+++ LISTING +++
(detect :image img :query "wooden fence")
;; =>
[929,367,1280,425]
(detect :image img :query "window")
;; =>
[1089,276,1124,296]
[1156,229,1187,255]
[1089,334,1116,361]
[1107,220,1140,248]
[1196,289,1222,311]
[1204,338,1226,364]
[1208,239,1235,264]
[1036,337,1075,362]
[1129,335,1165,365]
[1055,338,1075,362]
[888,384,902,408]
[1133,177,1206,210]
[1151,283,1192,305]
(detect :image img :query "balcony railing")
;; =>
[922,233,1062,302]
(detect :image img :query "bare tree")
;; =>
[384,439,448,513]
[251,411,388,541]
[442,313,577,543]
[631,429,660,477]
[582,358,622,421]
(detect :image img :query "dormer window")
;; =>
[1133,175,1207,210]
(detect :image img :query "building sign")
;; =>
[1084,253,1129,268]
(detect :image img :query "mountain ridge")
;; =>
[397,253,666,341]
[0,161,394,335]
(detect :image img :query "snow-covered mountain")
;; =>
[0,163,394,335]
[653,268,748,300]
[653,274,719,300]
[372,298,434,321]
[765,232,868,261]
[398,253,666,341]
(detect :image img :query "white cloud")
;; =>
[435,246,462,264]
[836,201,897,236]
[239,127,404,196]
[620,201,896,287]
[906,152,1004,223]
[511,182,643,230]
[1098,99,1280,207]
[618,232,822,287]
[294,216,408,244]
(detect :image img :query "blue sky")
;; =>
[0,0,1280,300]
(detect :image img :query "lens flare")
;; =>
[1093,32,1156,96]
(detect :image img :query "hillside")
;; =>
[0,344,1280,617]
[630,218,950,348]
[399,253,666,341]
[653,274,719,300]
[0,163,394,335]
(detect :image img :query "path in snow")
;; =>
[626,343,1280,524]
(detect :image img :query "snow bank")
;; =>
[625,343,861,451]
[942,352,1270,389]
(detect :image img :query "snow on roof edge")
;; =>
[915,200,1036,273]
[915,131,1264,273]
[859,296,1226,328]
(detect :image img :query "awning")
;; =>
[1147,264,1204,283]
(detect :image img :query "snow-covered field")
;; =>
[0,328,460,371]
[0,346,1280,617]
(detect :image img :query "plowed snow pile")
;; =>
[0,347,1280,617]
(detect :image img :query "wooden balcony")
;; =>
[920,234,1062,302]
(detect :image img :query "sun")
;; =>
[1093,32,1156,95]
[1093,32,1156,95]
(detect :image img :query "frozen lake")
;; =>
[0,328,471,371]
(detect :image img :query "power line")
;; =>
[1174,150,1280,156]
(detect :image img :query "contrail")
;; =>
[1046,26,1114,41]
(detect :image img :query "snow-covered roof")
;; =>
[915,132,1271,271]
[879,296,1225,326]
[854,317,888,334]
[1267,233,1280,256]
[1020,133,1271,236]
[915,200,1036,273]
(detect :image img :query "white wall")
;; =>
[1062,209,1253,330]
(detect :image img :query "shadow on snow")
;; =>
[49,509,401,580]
+++
* DIRECTIONS FOR THIS TASK: Can you edit the listing above so that "hillside" becomes "slope" and every other line stays the same?

* THE SOLUTION:
(detect :image img :query "wooden fence")
;; =>
[929,367,1280,425]
(detect :image img :query "window")
;; =>
[1089,276,1124,296]
[1156,229,1187,255]
[1089,334,1116,361]
[1107,220,1140,248]
[1196,289,1222,311]
[1204,338,1226,364]
[1208,239,1235,264]
[1036,337,1075,362]
[1129,335,1165,365]
[1055,338,1075,362]
[888,384,902,408]
[1133,177,1206,210]
[1151,283,1192,305]
(detect :image img :query "balcony railing")
;; =>
[922,233,1062,302]
(detect :image img :query "bare tree")
;; =>
[384,439,448,513]
[251,411,388,541]
[442,313,577,543]
[631,429,660,477]
[582,358,622,421]
(detect :image img :query "dormer window")
;; =>
[1133,175,1207,210]
(detect :image img :query "building sign")
;; =>
[1084,253,1129,268]
(detect :image img :query "mountain ridge")
;; =>
[397,253,666,341]
[0,161,394,335]
(detect :image img :query "snow-covered mountain")
;; =>
[0,163,394,335]
[653,268,748,300]
[653,274,719,300]
[372,298,434,321]
[765,232,868,261]
[398,253,666,341]
(detect :image img :query "white cloud")
;; =>
[435,246,462,264]
[836,201,897,236]
[239,127,404,196]
[620,201,896,287]
[906,152,1004,223]
[511,182,643,230]
[1098,99,1280,207]
[618,232,822,287]
[294,216,408,244]
(detect :image img :query "blue sky")
;; =>
[0,0,1280,300]
(detect :image img :query "lens flare")
;; =>
[1093,32,1156,96]
(detect :image img :query "slope")
;; =>
[0,344,1280,617]
[630,218,950,348]
[399,253,666,341]
[653,274,719,300]
[0,163,394,335]
(detect :image img :query "path in snow")
;; =>
[626,343,1280,524]
(detect :image img :query "snow bank")
;; =>
[625,343,861,451]
[942,352,1270,389]
(detect :image img :query "snow on roof edge")
;; =>
[915,200,1036,273]
[915,131,1264,273]
[859,296,1226,328]
(detect :image img :query "awning")
;; =>
[1147,264,1204,283]
(detect :image img :query "snow-covered field")
;; =>
[0,328,460,371]
[0,346,1280,617]
(detect :image img :query "plowed snow pile")
;; =>
[0,347,1280,617]
(detect :image img :query "wooden balcony")
;; =>
[920,234,1062,302]
(detect :image img :query "sun")
;; =>
[1093,32,1156,95]
[1093,32,1156,95]
(detect :image img :query "frozen lake")
;; =>
[0,328,471,371]
(detect :image img :query "power line")
;; =>
[1174,150,1280,156]
(detect :image img :query "contrail")
;; =>
[1046,26,1114,41]
(detect :image img :query "snow-covered roof")
;; =>
[915,132,1271,271]
[879,296,1225,326]
[854,317,888,334]
[1267,233,1280,256]
[1020,133,1271,236]
[915,200,1036,273]
(detect :image img :query "white wall")
;; =>
[1062,209,1253,330]
(detect :image img :query "shadow on snow")
;; =>
[49,509,401,580]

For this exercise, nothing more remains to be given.